_SUPPLIED DATA_
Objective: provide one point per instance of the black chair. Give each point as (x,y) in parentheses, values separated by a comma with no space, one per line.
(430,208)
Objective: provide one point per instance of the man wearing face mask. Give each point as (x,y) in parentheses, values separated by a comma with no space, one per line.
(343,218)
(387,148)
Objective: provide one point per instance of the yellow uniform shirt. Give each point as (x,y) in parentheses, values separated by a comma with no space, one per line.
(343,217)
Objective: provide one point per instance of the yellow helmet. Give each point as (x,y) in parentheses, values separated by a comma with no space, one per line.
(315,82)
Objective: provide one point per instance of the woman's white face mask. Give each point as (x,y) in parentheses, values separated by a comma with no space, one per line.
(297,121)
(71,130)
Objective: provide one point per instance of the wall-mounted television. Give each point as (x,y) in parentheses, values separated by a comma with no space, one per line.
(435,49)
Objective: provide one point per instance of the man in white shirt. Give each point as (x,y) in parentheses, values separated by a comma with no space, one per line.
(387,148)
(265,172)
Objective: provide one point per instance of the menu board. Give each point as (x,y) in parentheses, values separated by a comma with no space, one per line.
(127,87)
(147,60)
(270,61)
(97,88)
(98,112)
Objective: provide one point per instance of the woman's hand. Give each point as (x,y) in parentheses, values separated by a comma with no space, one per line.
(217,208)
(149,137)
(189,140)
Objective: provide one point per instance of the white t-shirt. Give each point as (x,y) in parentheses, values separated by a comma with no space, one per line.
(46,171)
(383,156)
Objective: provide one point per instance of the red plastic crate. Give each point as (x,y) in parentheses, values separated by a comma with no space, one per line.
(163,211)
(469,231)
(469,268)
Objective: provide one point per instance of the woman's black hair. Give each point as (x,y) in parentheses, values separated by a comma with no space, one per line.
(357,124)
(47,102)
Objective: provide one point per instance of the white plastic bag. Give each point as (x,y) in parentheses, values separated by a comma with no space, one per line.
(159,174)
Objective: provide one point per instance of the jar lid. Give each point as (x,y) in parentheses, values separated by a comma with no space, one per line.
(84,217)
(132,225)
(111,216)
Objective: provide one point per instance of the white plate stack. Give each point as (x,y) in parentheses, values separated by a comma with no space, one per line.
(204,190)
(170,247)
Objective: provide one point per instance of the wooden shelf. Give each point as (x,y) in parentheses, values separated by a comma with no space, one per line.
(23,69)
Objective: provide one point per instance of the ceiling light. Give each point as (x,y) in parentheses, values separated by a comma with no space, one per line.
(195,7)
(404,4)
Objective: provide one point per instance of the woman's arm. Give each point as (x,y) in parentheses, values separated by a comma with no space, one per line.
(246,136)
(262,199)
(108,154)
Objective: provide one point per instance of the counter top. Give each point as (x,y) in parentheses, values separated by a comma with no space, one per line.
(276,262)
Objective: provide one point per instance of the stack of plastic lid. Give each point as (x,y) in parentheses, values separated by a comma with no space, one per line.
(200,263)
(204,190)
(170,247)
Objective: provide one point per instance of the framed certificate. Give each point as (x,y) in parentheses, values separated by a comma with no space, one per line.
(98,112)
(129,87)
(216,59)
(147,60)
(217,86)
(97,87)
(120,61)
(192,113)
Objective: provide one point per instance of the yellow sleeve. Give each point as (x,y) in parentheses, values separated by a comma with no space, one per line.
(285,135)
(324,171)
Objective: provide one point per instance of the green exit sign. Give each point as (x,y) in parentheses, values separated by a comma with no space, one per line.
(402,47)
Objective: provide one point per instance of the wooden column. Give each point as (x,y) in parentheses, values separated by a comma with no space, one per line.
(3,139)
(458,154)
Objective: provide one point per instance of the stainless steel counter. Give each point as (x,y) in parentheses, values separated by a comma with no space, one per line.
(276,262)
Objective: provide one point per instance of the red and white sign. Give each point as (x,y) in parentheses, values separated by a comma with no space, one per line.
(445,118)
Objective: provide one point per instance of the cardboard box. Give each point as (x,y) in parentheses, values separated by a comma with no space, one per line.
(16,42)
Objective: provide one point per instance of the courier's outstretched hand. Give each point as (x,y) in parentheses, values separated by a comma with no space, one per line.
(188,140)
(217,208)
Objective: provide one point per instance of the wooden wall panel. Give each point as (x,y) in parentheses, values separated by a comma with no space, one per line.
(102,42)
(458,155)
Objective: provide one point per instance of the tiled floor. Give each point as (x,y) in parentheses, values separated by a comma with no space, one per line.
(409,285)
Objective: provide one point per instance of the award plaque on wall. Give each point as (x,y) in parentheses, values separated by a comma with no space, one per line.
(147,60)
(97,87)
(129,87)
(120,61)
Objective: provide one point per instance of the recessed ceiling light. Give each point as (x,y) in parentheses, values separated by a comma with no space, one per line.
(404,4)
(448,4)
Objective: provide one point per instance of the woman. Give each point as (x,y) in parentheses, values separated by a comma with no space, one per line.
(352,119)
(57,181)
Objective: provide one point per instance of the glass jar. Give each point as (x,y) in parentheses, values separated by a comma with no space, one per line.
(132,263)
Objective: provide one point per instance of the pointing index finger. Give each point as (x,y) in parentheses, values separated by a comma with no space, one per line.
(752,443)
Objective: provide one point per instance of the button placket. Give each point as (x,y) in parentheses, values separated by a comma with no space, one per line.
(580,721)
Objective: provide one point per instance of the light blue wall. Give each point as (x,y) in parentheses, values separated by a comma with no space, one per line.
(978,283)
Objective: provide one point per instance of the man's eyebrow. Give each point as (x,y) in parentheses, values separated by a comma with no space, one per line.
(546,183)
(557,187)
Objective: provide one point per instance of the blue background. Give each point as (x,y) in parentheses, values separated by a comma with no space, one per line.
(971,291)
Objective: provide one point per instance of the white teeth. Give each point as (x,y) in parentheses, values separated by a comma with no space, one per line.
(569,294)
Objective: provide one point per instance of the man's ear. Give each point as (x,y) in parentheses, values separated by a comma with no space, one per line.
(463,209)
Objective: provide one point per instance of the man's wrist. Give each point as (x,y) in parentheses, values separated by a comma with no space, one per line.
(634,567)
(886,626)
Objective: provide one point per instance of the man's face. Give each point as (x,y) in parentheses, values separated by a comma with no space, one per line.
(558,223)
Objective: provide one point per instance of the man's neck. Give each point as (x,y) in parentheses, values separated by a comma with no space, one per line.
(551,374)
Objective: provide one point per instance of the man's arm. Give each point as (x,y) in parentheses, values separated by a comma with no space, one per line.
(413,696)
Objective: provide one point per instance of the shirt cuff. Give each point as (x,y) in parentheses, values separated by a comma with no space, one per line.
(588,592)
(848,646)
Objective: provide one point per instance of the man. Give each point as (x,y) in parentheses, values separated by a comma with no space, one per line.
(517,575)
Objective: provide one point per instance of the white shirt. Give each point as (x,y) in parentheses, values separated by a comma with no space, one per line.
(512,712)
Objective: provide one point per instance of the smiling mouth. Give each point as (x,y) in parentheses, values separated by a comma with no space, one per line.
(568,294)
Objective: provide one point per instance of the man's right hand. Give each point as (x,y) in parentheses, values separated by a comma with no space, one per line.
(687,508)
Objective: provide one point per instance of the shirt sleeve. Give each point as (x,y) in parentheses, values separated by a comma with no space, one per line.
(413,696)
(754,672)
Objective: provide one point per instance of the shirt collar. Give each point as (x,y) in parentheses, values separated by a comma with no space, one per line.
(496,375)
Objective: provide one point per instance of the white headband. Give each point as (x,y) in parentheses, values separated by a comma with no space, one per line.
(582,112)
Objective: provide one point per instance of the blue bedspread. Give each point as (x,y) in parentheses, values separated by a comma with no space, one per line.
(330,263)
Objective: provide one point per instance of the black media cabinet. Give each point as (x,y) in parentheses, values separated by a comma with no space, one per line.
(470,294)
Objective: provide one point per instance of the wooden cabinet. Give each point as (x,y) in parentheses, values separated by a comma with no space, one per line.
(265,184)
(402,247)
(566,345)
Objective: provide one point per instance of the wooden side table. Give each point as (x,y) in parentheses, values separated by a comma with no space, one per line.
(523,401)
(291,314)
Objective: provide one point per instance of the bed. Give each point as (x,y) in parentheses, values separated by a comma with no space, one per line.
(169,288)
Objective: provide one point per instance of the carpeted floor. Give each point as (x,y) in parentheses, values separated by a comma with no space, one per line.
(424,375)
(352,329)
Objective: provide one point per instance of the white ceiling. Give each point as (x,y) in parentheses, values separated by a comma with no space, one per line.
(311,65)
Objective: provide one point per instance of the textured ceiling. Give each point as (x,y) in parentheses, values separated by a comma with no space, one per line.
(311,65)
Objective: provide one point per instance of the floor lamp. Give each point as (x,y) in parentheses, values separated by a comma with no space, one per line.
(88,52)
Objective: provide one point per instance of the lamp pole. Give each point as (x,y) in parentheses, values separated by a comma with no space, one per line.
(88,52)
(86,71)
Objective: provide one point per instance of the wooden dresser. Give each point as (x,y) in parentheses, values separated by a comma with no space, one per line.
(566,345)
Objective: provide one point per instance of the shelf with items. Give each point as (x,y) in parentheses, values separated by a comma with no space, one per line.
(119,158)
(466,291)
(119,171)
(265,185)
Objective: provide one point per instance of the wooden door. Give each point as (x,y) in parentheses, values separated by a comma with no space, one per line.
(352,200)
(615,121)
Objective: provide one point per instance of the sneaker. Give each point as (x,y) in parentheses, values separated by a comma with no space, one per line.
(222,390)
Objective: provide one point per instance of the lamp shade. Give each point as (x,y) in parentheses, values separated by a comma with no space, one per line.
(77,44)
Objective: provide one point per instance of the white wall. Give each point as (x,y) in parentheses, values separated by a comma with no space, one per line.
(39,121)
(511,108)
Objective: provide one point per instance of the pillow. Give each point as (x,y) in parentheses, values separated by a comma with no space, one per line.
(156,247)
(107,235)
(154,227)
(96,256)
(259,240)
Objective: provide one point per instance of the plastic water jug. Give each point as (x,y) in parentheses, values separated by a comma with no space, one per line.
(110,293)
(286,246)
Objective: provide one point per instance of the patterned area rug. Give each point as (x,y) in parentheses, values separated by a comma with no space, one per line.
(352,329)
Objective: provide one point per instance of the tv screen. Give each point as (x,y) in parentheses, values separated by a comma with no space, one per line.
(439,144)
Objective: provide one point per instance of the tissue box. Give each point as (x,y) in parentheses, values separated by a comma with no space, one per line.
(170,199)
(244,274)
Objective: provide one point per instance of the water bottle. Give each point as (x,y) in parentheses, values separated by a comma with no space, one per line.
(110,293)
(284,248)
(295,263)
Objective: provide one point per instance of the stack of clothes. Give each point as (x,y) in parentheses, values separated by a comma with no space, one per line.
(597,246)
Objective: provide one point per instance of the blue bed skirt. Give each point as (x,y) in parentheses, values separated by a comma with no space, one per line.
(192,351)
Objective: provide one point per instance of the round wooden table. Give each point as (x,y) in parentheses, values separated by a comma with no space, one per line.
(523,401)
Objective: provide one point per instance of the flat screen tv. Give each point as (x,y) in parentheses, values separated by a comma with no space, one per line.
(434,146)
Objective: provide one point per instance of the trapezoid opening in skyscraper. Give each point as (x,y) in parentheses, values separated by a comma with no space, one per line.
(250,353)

_WHAT YOU NEED TO DO_
Starting from the line with "stack of clothes." and ending with the final line of the data, quote every line exactly, both ends included.

_FINAL ANSWER_
Objective: provide one point per instance of the stack of clothes. Give each point as (x,y) in parentheses, values separated by a comma with no space, one per line.
(597,246)
Objective: provide one point per instance of the blue bed skirt. Give each point as (x,y) in parentheses, values separated by a comma with no space, one per line.
(192,351)
Objective: provide one point per instance of the round wooden table. Give each point as (x,y) in parentheses, values separated by a comma with no space, one per line.
(523,401)
Objective: provide one point per instance of the flat screen tv. Give each point as (x,y) in parentheses, values separated by a comma with no space, one per line.
(434,146)
Objective: provide one point per instance of the trapezoid opening in skyscraper. Give each point as (x,y) in parentheses, values separated by a comma with no space, one per line.
(250,353)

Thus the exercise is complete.